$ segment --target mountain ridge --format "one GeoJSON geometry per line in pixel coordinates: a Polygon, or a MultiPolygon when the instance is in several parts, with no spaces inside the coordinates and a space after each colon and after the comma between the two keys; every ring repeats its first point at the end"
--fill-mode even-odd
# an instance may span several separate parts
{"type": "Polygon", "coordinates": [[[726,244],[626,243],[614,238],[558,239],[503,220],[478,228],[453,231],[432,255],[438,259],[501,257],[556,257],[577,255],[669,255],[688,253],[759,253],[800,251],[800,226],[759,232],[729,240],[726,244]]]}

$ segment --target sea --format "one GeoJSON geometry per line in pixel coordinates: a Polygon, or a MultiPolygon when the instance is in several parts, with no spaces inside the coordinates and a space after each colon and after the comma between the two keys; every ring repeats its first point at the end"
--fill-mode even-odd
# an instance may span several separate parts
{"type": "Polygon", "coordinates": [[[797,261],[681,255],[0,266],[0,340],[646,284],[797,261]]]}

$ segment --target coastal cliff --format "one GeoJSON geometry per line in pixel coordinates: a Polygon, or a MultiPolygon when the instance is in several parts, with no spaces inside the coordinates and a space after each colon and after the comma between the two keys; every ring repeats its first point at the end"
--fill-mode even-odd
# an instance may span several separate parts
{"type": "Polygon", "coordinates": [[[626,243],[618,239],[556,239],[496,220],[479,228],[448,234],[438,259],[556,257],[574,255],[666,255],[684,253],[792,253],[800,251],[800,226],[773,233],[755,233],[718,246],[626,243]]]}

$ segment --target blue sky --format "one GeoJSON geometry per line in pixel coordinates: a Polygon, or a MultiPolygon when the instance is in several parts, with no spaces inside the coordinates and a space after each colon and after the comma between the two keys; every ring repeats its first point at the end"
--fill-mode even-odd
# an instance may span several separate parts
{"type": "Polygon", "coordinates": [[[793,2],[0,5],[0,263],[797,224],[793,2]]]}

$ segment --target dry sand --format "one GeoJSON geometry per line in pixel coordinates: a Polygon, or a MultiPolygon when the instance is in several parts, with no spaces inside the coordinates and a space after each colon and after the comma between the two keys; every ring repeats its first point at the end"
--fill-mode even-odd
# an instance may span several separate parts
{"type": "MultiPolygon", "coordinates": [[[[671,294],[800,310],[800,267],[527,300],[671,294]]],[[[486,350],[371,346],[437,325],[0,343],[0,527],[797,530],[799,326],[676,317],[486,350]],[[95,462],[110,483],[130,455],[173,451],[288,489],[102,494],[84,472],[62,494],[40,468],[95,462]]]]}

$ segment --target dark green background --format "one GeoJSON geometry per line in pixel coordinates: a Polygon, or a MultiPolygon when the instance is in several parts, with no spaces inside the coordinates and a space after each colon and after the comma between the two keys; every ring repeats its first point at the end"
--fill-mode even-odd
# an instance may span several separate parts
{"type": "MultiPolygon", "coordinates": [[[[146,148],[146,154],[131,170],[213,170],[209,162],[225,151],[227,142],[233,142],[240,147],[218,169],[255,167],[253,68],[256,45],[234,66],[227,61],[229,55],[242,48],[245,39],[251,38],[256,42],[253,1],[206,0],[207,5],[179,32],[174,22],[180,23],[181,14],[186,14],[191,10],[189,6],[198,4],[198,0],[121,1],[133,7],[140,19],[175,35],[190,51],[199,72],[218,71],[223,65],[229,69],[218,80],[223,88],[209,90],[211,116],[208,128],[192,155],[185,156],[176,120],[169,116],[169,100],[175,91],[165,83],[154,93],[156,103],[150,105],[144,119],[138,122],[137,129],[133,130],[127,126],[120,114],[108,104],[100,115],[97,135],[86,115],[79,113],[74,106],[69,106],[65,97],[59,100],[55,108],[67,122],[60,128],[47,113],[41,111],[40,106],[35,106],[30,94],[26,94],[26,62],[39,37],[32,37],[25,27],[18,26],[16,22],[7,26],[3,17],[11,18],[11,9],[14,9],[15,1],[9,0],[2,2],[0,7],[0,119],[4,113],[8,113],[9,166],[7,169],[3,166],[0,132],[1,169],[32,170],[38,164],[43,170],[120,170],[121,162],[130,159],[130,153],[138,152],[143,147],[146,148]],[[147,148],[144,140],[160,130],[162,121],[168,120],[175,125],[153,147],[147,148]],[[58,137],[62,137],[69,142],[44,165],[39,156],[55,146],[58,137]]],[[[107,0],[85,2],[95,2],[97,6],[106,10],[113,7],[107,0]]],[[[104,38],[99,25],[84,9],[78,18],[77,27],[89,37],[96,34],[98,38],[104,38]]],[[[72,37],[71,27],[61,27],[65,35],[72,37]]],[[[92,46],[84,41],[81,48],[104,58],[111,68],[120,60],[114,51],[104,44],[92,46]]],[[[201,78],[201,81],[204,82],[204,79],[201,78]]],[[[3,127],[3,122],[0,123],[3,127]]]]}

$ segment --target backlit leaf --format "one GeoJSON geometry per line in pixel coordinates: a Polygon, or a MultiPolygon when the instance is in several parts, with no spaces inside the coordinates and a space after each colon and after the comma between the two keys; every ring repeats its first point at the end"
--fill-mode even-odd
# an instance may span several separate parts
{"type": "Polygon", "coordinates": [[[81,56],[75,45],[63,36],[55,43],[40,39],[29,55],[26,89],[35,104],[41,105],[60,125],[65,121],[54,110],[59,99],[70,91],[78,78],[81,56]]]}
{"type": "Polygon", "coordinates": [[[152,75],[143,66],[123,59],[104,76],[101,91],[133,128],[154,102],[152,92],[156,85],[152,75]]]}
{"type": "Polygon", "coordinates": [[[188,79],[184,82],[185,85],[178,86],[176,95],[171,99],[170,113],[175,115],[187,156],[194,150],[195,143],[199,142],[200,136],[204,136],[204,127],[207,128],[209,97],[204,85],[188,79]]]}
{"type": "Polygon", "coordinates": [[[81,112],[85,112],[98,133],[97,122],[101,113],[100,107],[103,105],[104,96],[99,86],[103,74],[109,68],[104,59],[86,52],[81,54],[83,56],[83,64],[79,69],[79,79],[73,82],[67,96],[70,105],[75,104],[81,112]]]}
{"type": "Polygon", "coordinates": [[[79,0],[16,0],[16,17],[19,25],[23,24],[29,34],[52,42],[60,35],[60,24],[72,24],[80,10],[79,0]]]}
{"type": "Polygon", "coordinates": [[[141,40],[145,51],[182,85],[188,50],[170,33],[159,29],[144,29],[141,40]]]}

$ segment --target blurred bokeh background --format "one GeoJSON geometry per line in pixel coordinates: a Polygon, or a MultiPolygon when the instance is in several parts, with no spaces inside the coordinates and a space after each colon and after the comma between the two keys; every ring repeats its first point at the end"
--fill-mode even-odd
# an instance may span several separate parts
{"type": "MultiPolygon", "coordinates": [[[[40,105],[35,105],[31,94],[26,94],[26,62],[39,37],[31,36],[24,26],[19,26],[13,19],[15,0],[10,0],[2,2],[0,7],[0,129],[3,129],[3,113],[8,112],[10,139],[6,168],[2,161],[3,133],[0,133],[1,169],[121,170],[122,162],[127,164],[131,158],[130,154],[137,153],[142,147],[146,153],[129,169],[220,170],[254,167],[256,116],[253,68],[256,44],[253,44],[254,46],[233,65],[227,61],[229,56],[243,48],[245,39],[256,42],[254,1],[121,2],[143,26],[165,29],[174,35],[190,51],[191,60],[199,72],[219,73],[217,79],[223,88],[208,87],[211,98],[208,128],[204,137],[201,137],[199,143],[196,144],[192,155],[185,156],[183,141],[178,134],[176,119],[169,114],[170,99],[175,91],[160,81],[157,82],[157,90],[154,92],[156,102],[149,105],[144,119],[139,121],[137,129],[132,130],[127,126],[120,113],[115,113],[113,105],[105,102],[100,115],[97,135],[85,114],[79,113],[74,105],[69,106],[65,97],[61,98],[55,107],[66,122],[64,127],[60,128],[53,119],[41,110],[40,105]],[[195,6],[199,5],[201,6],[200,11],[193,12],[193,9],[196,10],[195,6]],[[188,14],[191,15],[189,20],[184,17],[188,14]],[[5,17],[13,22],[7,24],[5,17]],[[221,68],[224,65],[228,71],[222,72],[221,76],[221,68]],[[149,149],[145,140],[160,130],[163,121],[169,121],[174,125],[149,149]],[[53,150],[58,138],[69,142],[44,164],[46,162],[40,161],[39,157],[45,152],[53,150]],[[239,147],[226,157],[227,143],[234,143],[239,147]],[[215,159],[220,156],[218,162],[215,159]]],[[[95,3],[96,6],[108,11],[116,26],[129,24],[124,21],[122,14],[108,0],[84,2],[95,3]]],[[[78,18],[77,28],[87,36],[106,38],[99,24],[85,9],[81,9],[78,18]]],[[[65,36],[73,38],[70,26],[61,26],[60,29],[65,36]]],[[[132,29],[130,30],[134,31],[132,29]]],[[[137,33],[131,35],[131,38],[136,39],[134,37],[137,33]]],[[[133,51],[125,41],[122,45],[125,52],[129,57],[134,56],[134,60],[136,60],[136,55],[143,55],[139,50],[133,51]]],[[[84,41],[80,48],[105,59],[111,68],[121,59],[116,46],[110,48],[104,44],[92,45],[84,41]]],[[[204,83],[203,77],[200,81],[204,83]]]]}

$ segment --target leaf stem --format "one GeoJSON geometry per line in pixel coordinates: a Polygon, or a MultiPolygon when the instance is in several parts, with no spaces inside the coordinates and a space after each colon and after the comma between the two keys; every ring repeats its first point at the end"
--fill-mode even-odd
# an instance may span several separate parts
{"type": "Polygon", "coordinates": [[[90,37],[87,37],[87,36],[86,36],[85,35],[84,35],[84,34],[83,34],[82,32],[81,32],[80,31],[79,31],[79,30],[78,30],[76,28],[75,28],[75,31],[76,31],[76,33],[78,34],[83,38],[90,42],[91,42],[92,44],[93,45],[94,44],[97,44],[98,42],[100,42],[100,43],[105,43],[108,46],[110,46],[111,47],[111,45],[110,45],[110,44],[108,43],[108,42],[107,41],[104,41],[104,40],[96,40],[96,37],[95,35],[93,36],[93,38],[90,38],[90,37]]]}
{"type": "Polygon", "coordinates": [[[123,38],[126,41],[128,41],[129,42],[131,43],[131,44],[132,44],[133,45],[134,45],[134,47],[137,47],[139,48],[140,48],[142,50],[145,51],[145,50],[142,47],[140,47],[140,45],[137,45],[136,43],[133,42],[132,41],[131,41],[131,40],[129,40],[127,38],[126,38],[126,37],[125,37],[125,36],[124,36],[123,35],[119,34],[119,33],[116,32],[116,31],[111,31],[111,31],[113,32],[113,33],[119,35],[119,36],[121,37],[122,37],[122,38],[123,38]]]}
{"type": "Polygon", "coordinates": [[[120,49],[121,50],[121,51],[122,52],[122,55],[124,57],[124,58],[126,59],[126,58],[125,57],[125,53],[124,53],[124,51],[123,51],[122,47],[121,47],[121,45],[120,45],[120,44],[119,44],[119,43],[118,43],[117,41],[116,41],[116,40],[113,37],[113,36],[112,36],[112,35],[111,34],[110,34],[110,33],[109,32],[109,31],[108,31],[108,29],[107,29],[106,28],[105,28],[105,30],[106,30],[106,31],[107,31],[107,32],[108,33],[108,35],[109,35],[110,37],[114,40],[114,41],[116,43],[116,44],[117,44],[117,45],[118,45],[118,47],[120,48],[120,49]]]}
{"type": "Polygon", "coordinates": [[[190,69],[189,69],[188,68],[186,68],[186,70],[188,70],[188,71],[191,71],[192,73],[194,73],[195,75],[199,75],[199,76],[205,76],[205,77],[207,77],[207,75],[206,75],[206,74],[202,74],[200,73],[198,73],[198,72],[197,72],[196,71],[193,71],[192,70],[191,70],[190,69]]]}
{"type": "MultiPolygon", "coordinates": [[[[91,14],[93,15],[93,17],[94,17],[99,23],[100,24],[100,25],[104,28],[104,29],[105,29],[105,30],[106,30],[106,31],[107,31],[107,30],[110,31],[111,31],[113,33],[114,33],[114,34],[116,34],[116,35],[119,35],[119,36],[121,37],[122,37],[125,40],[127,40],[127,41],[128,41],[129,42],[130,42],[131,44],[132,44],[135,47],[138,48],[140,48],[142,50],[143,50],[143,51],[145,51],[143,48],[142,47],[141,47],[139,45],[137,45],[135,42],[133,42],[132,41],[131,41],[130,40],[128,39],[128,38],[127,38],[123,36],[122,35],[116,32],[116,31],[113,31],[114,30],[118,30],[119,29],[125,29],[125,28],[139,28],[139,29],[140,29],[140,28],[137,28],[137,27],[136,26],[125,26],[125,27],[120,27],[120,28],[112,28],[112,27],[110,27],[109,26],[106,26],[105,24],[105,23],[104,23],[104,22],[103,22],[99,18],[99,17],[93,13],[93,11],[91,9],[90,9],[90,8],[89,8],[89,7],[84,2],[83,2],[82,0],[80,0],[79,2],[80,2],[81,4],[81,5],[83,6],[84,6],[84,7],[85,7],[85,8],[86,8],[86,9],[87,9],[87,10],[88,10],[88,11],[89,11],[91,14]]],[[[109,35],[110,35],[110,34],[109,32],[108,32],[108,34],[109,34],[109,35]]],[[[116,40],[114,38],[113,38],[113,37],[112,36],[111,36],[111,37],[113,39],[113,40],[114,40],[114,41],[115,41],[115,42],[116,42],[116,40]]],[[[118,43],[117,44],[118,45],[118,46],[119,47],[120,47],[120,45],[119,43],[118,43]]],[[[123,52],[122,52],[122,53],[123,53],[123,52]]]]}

•••

**WHAT YOU HAVE TO DO**: Locate each line in the rows above that contains the word "background", matching case exactly, and copy those lines out in full.

**COMPLETE OUTPUT**:
$ segment --target dark green background --format "one GeoJSON geometry per line in pixel coordinates: a Polygon, or a MultiPolygon when the instance is in several parts, with no spaces inside the coordinates and a space after each colon and after the comma between the two keys; every ring repeats its first point at the end"
$ segment --target blurred bokeh background --format "one GeoJSON geometry per line in pixel coordinates: a Polygon, or a MultiPolygon when the instance is in several parts, with no spaces inside the coordinates and a space after each colon and after the comma between the two keys; every ring repeats its first point at the end"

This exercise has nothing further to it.